It’s not as bad as I’m making it sound, but neither book made me want to read the sequels. I didn’t regret reading either, and I think I learned a few things about my own preference and what not to do with my own novels. They’re still fairly well-written overall, and it really may just be my own preference.
Let’s start with Mr. Westerfeld’s book. Let me begin with saying I loved Uglies and it’s the whole reason I was dying to read Pretties in the first place. I’ll try to be a bit general so as not to give out spoilers. But this is Book 2 of the series, so some spoilers for Book 1 may appear.
Pretties is the continuing story of a girl named Tally who lives in a world where all anyone wants to do is be made pretty—a surgery that happens when you’re 16. But Tally gets mixed up with some rebels and decides she doesn’t want the surgery. Plus they discover it does something to your brain, kind of like mind control. But the only way to test the cure is for Tally to go get pretty. In Book 2 her friends attempt to rescue her from her pretty brainwashing.

- [Supplied entries]

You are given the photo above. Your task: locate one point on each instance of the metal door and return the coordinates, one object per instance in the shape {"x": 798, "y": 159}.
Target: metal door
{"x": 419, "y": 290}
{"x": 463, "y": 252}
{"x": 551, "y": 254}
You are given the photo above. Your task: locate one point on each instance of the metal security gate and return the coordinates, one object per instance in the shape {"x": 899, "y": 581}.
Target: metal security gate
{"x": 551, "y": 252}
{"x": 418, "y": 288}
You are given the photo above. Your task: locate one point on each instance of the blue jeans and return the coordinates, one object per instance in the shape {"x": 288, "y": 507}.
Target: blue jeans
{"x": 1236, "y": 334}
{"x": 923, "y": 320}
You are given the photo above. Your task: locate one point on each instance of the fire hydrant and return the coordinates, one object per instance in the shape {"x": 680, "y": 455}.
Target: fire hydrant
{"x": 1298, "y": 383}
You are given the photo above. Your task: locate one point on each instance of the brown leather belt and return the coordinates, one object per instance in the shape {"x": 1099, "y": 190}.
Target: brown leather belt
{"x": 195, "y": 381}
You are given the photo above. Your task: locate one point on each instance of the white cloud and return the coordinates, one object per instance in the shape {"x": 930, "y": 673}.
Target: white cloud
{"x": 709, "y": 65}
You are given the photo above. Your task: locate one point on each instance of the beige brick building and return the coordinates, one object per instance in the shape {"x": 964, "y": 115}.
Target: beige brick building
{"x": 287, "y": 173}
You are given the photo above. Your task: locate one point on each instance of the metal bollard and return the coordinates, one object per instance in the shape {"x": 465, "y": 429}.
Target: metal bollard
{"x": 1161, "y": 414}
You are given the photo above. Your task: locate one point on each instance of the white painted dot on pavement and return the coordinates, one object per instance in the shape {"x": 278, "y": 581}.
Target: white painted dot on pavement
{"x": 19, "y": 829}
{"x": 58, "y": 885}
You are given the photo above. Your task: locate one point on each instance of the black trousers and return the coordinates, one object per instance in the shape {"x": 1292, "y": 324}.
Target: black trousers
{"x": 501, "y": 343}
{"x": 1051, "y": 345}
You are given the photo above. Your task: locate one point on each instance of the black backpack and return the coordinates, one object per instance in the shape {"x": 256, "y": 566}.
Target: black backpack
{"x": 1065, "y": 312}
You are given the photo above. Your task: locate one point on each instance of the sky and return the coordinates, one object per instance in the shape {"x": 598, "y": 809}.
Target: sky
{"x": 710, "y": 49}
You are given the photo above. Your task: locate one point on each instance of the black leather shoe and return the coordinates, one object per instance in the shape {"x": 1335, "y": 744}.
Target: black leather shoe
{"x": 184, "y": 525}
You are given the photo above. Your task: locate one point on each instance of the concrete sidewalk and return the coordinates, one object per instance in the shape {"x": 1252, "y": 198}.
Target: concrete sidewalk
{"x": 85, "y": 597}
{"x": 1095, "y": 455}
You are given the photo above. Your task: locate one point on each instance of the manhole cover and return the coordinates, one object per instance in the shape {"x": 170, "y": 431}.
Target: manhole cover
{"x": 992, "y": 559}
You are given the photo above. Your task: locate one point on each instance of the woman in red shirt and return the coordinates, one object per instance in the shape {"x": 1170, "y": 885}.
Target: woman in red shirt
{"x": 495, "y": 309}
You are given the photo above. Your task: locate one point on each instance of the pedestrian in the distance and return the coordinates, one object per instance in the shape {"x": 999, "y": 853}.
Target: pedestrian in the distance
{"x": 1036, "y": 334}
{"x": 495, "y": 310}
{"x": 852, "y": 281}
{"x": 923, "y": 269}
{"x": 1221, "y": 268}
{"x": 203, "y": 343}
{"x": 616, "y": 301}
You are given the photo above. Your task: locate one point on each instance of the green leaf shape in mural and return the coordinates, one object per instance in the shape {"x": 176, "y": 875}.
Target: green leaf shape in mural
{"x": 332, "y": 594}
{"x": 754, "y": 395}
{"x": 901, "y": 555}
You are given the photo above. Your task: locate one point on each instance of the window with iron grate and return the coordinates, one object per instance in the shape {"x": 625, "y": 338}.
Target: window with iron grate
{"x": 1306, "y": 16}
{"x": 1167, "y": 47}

- [Problem A]
According to the book review, at what age does the surgery that makes people pretty happen?
- [Problem B]
Reproduce the part of the book review between "It’s not as" and "1 may appear.", inclusive.

- [Problem solution A]
At 16.

- [Problem solution B]
It’s not as bad as I’m making it sound, but neither book made me want to read the sequels. I didn’t regret reading either, and I think I learned a few things about my own preference and what not to do with my own novels. They’re still fairly well-written overall, and it really may just be my own preference.
Let’s start with Mr. Westerfeld’s book. Let me begin with saying I loved Uglies and it’s the whole reason I was dying to read Pretties in the first place. I’ll try to be a bit general so as not to give out spoilers. But this is Book 2 of the series, so some spoilers for Book 1 may appear.